#### ENTRIES PROVIDED
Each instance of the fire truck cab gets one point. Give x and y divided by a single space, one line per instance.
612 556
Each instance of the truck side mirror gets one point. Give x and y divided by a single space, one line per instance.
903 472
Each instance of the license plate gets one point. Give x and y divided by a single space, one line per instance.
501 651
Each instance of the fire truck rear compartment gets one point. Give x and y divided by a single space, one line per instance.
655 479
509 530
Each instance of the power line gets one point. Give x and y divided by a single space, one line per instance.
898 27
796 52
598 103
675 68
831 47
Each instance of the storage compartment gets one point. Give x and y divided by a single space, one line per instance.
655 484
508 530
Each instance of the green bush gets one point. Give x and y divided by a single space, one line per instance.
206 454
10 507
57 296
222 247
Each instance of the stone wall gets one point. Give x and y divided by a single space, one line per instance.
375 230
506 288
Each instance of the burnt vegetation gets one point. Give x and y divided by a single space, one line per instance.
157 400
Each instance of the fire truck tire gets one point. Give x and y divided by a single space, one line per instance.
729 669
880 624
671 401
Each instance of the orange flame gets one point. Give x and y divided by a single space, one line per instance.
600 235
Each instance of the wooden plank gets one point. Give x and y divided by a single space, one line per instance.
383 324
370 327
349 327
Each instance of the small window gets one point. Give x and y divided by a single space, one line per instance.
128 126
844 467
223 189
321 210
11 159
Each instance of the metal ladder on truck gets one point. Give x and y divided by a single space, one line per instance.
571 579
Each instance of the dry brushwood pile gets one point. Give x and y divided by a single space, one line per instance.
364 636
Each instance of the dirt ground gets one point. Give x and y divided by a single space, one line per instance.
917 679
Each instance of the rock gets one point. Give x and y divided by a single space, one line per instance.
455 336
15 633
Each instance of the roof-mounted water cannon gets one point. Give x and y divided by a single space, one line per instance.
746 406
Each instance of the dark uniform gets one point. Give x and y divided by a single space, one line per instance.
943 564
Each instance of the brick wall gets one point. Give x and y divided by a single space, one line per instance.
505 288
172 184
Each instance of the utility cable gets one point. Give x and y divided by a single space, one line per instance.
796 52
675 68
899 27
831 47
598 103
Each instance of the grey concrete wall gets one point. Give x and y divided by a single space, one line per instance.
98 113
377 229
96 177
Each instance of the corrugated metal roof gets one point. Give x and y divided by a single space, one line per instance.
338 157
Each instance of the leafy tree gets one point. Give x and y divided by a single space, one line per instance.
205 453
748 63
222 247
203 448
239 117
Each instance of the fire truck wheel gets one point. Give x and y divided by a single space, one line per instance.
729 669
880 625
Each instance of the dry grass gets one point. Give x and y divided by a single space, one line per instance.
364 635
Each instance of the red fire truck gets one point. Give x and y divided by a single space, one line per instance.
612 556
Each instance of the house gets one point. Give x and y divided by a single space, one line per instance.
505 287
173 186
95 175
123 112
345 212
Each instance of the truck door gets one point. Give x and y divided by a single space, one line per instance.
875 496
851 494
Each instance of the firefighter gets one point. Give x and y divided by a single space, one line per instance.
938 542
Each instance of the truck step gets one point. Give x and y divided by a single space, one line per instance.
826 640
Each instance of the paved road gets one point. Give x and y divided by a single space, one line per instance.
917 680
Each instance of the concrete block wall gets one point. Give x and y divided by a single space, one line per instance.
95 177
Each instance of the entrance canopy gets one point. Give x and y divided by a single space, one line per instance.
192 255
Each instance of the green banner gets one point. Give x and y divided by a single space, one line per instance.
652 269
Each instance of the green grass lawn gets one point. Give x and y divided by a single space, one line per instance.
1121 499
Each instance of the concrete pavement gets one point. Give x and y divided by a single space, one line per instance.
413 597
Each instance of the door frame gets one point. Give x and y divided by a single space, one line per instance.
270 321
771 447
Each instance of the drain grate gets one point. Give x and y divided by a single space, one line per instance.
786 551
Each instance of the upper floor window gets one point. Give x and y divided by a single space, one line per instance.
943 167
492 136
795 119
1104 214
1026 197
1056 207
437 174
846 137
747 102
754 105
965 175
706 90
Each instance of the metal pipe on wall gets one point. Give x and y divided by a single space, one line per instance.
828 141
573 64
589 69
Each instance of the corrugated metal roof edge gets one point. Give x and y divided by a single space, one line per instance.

#### PROBLEM TO SOLVE
Extract, word for word, each line of the listing above.

#### ANSWER FOR THIS EXERCISE
Each instance of the fire truck cab gets one point. Give x and y divided by a single space, one line per instance.
612 556
Each instance of the truck side mirror gets one point. Give x and y divided by a single space, one line per instance.
903 472
Each instance of the license plate gets one point. Give x and y divided by a single space, one line per instance.
501 651
Each instance of the fire truck rear compartment gets one point. Give x and y divided by a single space, one line per instance.
655 479
509 530
Each instance of the power line gets one point. Give x and y divided by a single space, one line per instance.
898 27
796 52
598 103
675 68
831 47
Each instance of the storage compartment gets one point. Give x and y divided by a single space, one line per instance.
655 484
508 530
Each instance of the green bush gets one point. Give x and y divided by a single space, one line per instance.
206 454
10 507
57 296
222 247
Each instance of the stone wall gets one point. Give x and y divided by a single space, one line per instance.
375 230
506 288
Each instance of the burnt vegetation gets one point. Give x and y divided by a single space, one line per instance.
157 400
Each instance of the fire truck tire gets one point. Give x and y divided by a single space, one line per instance.
729 669
880 624
671 401
Each instance of the orange flame gets one point. Give x and y divided by a single space, one line per instance.
600 235
Each instance of the wooden plank gets one point. Give x and y divided by a single space, one line per instance.
383 324
370 327
349 327
Each instance of the small window gets one point. Give x and y divided by a single space, one line per instance.
128 126
844 467
223 189
321 210
11 159
Each instance of the metal ladder on truck gets one point. Give x and y divided by a single space, one line per instance.
571 579
Each instance of the dry brushwood pile gets one point. Give x and y divided by a single space, one line per instance.
364 636
Each instance of the dirt ground gets one point. Give x and y divided by a single space, one line per instance.
917 679
Each instance of the rock gets one point. Give x and y divided by a single space, one line per instance.
455 336
15 633
Each instance of the roof-mounted water cannon gets one point. Give x and y divided by a single space, one line per instance.
746 406
Each instance of the dark uniform gets one point. Give x and y divided by a single space, one line per instance.
943 564
Each instance of the brick wall gets one point. Give x and y divided by a single space, one line per instance.
505 288
172 184
Each instance of the utility cable gets one point. Give x and y divided by a single space, one line per instance.
796 52
675 68
899 27
831 47
598 103
Each instance of the grey concrete wall gets one point. Give x and y divided by a single space, one line per instance.
98 113
377 229
96 177
Each instance of the corrugated metal roof gets one point. Give x and y divided by a single space, one line per instance.
338 157
Each instance of the leafy tree gets one point. Give x and y divided by a single space, one line per instance.
205 453
748 63
222 247
203 448
239 117
Each instance of the fire truck wheel gets one point. Give x and y divided by a single space, one line per instance.
729 669
880 625
Each instance of the dry grass gets one point. Give x and y divided by a single space, one line per instance.
364 635
Each instance of the red fire truck gets one point. Give x and y divided by a single space, one line per instance.
612 556
Each instance of the house gets one point. Give x and y divided by a single space, one line per instance.
505 287
173 186
95 175
123 112
345 212
Each instance of the truck door gets one point. Give x and y divided by a single space, one line per instance.
875 496
851 494
Each instance of the firefighter gets one point. Give x and y divided by a single space, one line per instance.
938 542
Each instance of the truck step gets one point. Give x and y divided by a single space, one line per instance.
826 640
Each instance of the paved road gets one point. Give x and y divided by a single space, one line per instance.
917 680
Each instance of the concrete block wall gets one point. Give x and y divided by a single space, one line per instance.
95 177
Each instance of the entrance canopy gets one point. Give x and y divided by a single space, one line per instance.
192 255
Each instance of the green banner gets one point. Give x and y divided by a single space, one line per instance.
652 269
Each instance of the green grass lawn gets one point. Give x and y divided by a single space, one line per instance.
1121 499
Each instance of the concrete pavement gets one point. Give x and y divided by a single space, one line per instance.
413 597
Each instance of the door frame gets one point. Give x and y divided by a single space, one line per instance.
270 321
771 447
Each instance of the drain grate gets one point. Give x and y divided by a single space, one line per instance.
786 551
Each instance of the upper floor window gets one point. Give x and y divided by a single space, one line per instance.
943 167
492 136
795 119
1104 214
1026 197
1056 207
437 174
846 137
747 102
754 105
965 175
706 90
Each instance of the metal pipe on wall gets one point. Give x and y divided by a single space, one line per instance.
828 141
573 64
589 69
Each instance of the corrugated metal roof edge gets one point. Give x and y divided by a single space, one line per instance.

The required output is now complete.